Poet Interview #57: Ananya S. Guha

Scott Thomas Outlar: First off, Ananya, I want to thank you for taking some of your time to do this interview for W.I.S.H. I’m going to dive right in and ask you about your new book that was released recently. Could you talk a bit about the collection and the type of poems it contains? How was the experience working with Scarlet Leaf?

Ananya S. Guha: Thank you, Scott. It is always a pleasure to talk to you, and to be on the platform of W.I.S.H. which is a trendsetter and a path breaking online magazine. My new book is ” Now, Then And Again”. It was written roughly between the period of September to November 2016. That was a time when I felt the country was going through a crisis, because of new ideologues trying to impose an impaired vision on the country. It is the rightist ideology, and secular values which I believed in, and grew up in, were being smashed. History was being misrepresented and rewritten. Now, you can’t tamper with history, which has its inexorable logic. Tampering with it is danger. If you blacken out the Mughal period of history in India, you are doing not only the country, but history a disservice. So, one means to say that what we learnt in school and college was gibberish, that Akbar the Mughal ruler, did not have a vision of the country? Moreover right wing non secularists emphasize only on culture as religion, the Hindu religion. Culture and religion are not totally synonymous. Indian culture is an amalgam of race, ethnic origins, religion and language. Most of these poems are related to culture and politics, the politics of the times, and violence based on religion. However my home town Shillong, its natural beauty also echoes in the poems.

It was great working with Roxana Nastase of Scarlet Publishing House Canada. She is very professional and adept at what she’s doing, a concerned publisher. I am very grateful to her, for her action oriented work.

Outlar: You are constantly publishing your poems in the small press, but that doesn’t stop you from still posting even more work on social media. Where does this motivation to share your work come from? Can you recall what factors influenced you to start submitting your work to literary venues in the first place?

▶ _Records supplied_
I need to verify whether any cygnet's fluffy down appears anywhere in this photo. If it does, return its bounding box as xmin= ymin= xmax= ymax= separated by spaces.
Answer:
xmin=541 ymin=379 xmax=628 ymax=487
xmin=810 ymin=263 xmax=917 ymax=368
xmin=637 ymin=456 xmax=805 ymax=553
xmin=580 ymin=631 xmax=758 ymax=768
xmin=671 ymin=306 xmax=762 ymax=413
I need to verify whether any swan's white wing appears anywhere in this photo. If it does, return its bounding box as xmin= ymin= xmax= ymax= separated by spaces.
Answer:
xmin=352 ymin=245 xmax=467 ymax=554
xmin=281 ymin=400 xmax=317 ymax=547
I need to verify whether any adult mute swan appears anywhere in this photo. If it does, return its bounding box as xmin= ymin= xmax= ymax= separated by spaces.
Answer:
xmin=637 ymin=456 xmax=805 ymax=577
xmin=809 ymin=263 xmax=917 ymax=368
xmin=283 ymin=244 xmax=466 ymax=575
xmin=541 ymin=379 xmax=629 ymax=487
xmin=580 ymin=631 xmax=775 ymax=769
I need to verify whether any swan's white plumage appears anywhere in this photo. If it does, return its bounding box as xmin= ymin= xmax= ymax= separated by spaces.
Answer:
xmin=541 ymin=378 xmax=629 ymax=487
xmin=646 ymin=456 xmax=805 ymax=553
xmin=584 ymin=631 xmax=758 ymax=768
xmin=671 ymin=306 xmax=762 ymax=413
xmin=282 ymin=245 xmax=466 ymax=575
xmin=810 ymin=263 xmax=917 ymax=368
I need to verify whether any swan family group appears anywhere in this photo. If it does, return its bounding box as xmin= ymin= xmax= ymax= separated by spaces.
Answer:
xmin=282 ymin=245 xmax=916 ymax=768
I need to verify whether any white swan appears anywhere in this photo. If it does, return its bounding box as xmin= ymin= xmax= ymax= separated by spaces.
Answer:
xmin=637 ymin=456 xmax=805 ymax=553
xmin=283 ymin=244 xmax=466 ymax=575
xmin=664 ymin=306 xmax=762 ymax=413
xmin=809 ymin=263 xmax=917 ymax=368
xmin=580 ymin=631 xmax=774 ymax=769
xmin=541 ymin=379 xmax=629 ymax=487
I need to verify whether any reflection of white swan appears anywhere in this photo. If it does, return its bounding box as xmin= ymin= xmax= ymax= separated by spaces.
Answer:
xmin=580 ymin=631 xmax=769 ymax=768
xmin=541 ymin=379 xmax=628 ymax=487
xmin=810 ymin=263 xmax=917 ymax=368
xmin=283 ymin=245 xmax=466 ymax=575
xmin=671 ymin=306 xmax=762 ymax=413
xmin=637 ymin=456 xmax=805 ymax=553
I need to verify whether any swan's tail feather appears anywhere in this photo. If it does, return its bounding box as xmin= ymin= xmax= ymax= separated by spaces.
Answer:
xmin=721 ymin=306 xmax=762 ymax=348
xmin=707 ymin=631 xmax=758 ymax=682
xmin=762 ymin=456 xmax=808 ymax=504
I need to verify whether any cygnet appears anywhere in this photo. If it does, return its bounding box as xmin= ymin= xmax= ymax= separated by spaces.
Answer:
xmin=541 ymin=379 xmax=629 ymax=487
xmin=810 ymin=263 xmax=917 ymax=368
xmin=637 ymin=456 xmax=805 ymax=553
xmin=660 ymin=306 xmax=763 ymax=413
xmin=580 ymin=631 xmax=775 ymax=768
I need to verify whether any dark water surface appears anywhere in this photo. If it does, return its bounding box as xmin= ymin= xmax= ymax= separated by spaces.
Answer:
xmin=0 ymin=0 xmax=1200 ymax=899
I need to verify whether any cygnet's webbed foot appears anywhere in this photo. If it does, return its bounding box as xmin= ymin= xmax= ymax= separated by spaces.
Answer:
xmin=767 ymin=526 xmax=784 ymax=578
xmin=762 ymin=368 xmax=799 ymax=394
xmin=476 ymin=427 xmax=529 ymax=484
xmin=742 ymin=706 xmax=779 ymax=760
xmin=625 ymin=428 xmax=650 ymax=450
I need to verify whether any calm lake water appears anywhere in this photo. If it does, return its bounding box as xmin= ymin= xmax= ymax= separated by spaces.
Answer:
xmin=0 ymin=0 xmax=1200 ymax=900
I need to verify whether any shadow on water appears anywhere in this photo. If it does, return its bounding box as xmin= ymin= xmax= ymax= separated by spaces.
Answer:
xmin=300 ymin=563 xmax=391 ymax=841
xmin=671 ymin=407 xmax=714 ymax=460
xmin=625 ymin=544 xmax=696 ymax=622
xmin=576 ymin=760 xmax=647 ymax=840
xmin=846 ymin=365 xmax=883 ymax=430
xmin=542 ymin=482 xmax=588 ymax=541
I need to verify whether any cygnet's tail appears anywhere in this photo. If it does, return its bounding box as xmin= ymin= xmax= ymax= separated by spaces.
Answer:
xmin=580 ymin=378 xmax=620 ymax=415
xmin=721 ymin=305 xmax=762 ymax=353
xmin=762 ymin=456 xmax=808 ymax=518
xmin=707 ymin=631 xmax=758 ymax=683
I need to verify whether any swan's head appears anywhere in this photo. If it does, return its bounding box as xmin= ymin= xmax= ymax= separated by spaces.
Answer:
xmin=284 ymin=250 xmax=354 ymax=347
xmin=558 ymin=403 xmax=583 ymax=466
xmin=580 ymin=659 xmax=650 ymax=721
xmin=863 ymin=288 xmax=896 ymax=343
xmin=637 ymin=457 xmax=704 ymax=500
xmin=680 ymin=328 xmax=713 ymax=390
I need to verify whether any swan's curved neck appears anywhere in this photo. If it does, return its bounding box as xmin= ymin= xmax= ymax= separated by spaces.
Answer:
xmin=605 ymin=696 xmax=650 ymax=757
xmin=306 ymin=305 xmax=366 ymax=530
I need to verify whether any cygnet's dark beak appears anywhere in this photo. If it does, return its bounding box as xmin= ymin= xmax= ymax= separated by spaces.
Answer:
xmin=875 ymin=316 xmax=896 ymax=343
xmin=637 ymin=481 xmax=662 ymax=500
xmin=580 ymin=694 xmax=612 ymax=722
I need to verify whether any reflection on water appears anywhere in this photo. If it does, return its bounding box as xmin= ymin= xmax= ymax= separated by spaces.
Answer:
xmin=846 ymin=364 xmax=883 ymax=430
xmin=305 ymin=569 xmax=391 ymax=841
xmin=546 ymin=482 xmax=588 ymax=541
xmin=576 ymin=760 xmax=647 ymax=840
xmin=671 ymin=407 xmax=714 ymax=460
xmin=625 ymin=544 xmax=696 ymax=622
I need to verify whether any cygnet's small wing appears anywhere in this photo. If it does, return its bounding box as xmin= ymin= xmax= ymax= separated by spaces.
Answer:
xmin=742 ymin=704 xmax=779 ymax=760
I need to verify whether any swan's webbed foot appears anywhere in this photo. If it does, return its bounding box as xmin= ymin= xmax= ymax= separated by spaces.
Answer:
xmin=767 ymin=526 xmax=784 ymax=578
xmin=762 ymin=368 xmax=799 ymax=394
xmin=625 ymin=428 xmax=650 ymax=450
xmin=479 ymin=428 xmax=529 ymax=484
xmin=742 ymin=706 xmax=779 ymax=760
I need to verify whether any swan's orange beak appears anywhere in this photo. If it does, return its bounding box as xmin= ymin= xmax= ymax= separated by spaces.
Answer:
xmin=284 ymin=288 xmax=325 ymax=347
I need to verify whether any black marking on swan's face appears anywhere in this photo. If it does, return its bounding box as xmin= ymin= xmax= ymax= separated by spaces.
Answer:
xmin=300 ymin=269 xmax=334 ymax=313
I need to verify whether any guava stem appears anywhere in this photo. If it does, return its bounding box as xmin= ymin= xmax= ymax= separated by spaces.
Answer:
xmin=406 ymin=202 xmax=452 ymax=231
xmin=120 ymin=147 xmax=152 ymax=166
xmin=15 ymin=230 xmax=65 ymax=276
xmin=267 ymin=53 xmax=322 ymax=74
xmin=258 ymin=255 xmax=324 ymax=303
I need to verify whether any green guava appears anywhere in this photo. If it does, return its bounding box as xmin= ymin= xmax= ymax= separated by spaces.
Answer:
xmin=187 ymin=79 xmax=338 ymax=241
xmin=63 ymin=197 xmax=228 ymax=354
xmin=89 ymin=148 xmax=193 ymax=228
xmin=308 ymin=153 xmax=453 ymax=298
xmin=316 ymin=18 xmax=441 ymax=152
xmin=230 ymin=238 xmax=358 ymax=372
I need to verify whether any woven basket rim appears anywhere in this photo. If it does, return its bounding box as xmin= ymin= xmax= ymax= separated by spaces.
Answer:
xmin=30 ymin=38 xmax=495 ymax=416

▶ _Job 1_
Write out the rows word for word, starting at the first row and ending at the line that contains "xmin=580 ymin=631 xmax=775 ymax=769", with both of those lines included.
▶ _Job 2_
Continue the interview with Ananya S. Guha from where it stops.

▶ _Output 1_
I need to verify whether any cygnet's fluffy down appears anywhere in this photo. If it does, return its bounding box as xmin= ymin= xmax= ymax= separated by spaces.
Answer:
xmin=541 ymin=379 xmax=628 ymax=487
xmin=810 ymin=263 xmax=917 ymax=368
xmin=637 ymin=456 xmax=805 ymax=553
xmin=580 ymin=631 xmax=758 ymax=768
xmin=671 ymin=306 xmax=762 ymax=413
I need to verify whether any swan's white wing appears anywhere in this photo. If it does, return its bounding box as xmin= ymin= xmax= ymax= separated by spaces.
Answer:
xmin=352 ymin=245 xmax=467 ymax=554
xmin=281 ymin=400 xmax=317 ymax=547
I need to verify whether any adult mute swan appears anywhere in this photo. If it does, return its bounding box as xmin= ymin= xmax= ymax= separated by spaces.
Answer:
xmin=637 ymin=456 xmax=805 ymax=577
xmin=809 ymin=263 xmax=917 ymax=368
xmin=283 ymin=244 xmax=466 ymax=575
xmin=541 ymin=379 xmax=629 ymax=487
xmin=580 ymin=631 xmax=775 ymax=769

▶ _Output 2_
Guha: Social media is a tool for creativity. Sadly enough it is being misused. I find in social media a leverage for communicating creative and heightened tension. The blank space is regenerative, prompts me into urgent quest for words and their deployment in a creative manner. I find online journals a more simple way of communicating rather than pen or paper and the dreaded SASE!  Replies are prompt from the editor, sometimes very fast. You will recall that you introduced several links to me. Prior to that I had published a bit, but I did not know where or how to search!

Outlar: One of the ways I’ve noticed you giving back to the worldwide literature community is through your efforts serving as poetry editor for The Thumb Print Magazine. Apart from the highly questionable decision of publishing my work when I was first breaking onto the scene, you seem to have good judgement and a real knack for tracking down new poets. What are you generally looking for in your capacity as editor? Who are some of the emerging poets you have your eye on these days?

Guha: I normally write to some poets I know, and the emerging ones are always on the lookout! But I must say most of them are very talented. I want to explore their work, their mentality, their style. They are writing in droves, and the internet has laid bare to them the world of poetry. They are not afraid of ‘big ‘ names, they are gutsy and write with verve. ( I am not afraid of big names too! so I share a mental bond with them!!). Some of the names which come to the mind are William Gordon Suting, Tikulli Dogra, Prerna Bakshi, Debashish Parashar, Nathan Hassall, Debarshi Mitra, Goirick Brahmachari and a host of others. In fact the poetry scene in English in India too is very vibrant, and more and more young poets are taking to writing poetry and publishing online magazines. I would say that the internet has driven the writing of poetry and short stories in an unprecedented manner. Nathan Hassall is a young poet in the UK, brilliant and has a very stark and original voice.

Outlar: In searching for justice and equality, you also somehow find time to write essays and articles about the political climate in your home country of India. In your opinion, what is the overall social situation currently?

Guha: I have mentioned the situation earlier. I am not doctrinaire nor overtly political, but I cannot cherish non secular and intolerant beliefs. You cannot mix politics with religion and culture. You cannot define culture in narrow restricted ways. You cannot especially be antagonistic towards a particular religious community. You cannot redo history according to your own whims and fancies. You cannot put a slur on the great National Movement in the country.

Outlar: We’ve just recently cycled into 2017. Do you have any special goals on the agenda for the new year? Are you optimistic about what lies ahead for the world?

Guha: I will continue to write poetry and articles on cultural politics. I will continue to edit, to showcase others’ poetry. The ego is damaging. We must be concerned with others as well, not only to: you scratch my back, I scratch yours, which is religiously and disgustingly happening in our country. The world is becoming a one cosmic zone. But political deterrents are making the world fractious. Unfortunately it is happening on religious lines. Unless the youth of the world become passionately introspective and do away with zealotry this will continue, but changes are taking place, for example the very fact that you are talking to me on the internet, is a sure sign of global friendship. The poet cannot be dissociated from politics and society.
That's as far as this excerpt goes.